Excerpt to read
Protein-AWD-LSTM
Description
This repo contains implementations of AWD-LSTM and SHA-RNN to be used with TAPE for protein language modeling.
Model code is based on:
- https://github.com/salesforce/awd-lstm-lm (AWD-LSTM)
- https://github.com/Smerity/sha-rnn (SHA-RNN)
Base classes are inherited from TAPE, which needs to be installed.
https://github.com/songlab-cal/tape
Features
Hidden state resetting
These models are trained with stochastic truncated backpropagation through time, where all sequences are concatenated and subsegments are cut from this concatenation to yield training minibatches.
It's unclear whether this is a good idea for proteins, as we would leave it to the model to learn that it should forget everything that came before a SEP
token. These implemenation support hidden state resetting, where the model resets the respective positions of the hidden states to 0 after encountering a SEP
token.

(Entries drawn from a collection)

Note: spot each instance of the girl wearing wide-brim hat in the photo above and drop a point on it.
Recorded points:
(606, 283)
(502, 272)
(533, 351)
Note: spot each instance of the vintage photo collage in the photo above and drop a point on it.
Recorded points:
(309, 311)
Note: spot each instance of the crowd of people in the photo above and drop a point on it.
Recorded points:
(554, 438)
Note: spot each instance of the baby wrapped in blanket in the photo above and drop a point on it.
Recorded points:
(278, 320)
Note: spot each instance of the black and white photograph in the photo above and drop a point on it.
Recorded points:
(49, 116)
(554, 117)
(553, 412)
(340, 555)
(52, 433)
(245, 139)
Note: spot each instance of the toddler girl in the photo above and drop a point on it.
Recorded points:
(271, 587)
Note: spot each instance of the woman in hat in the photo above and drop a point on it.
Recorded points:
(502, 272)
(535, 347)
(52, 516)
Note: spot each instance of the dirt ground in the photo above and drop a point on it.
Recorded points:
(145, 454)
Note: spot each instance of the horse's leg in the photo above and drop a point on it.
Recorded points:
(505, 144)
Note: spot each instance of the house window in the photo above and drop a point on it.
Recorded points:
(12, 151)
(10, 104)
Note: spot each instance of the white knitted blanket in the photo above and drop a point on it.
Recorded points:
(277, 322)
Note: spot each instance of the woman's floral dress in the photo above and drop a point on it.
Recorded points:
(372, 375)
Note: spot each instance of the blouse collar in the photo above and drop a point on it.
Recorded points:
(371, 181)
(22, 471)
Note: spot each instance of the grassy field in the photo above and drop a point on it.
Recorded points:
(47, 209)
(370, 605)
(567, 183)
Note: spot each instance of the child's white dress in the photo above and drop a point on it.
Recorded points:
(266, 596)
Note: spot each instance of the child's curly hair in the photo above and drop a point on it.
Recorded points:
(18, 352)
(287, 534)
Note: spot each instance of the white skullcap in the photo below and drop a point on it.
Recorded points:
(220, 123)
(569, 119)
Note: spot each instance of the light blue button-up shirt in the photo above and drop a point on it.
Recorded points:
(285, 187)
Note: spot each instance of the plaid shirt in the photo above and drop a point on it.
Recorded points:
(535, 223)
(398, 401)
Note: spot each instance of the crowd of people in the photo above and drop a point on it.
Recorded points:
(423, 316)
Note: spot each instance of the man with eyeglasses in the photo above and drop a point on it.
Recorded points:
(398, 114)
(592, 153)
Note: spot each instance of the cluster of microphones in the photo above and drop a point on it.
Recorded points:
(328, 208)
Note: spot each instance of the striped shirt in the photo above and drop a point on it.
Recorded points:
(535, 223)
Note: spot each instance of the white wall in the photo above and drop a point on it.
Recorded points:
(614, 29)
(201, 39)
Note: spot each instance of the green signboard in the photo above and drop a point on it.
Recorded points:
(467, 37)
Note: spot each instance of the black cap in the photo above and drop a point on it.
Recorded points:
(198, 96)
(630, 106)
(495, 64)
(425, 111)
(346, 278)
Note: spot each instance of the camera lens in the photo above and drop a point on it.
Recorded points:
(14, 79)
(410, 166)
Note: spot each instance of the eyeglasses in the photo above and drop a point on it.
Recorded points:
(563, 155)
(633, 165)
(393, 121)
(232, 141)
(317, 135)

Problem 1
Please write out the part of the Protein-AWD-LSTM text starting at "Protein-AWD-LSTM" and ending at "yield training minibatches.".
Problem 2
Answer these questions from the Protein-AWD-LSTM text:
(a) Which two models does the repo implement?
(b) Which package supplies the base classes and must be installed?
(c) With hidden state resetting, to what value are the hidden state positions reset?
Problem 3
Continue the Protein-AWD-LSTM text after its final sentence.
None of the entries are needed here.

Exercise output 1
Protein-AWD-LSTM
Description
This repo contains implementations of AWD-LSTM and SHA-RNN to be used with TAPE for protein language modeling.
Model code is based on:
- https://github.com/salesforce/awd-lstm-lm (AWD-LSTM)
- https://github.com/Smerity/sha-rnn (SHA-RNN)
Base classes are inherited from TAPE, which needs to be installed.
https://github.com/songlab-cal/tape
Features
Hidden state resetting
These models are trained with stochastic truncated backpropagation through time, where all sequences are concatenated and subsegments are cut from this concatenation to yield training minibatches.

Exercise output 2
(a) AWD-LSTM and SHA-RNN
(b) TAPE
(c) 0

Exercise output 3
There is also experimental support for this in SHA-RNN, where in addition the self-attention mask is modified to ignore memory before a SEP
. The behaviour is controlled by specifiyng a reset_token_id
in the model config.
Memory-mapped datasets
The default implementations load full datasets into memory for truncated BPTT. This doesn't work for large datasets. We use VirtualBatchTruncatedBPTTHdf5Dataset
, a class that uses pre-tokenized and pre-concatenated Hdf5 datasets to emulate the stochastic minibatch generation. The Hdf5 files are created with the provided static methods of the class.
Notes
Models are trained with tensors in (sequence_length, batch_size,) format.
The performance of the SHA-RNN implementation was not tested.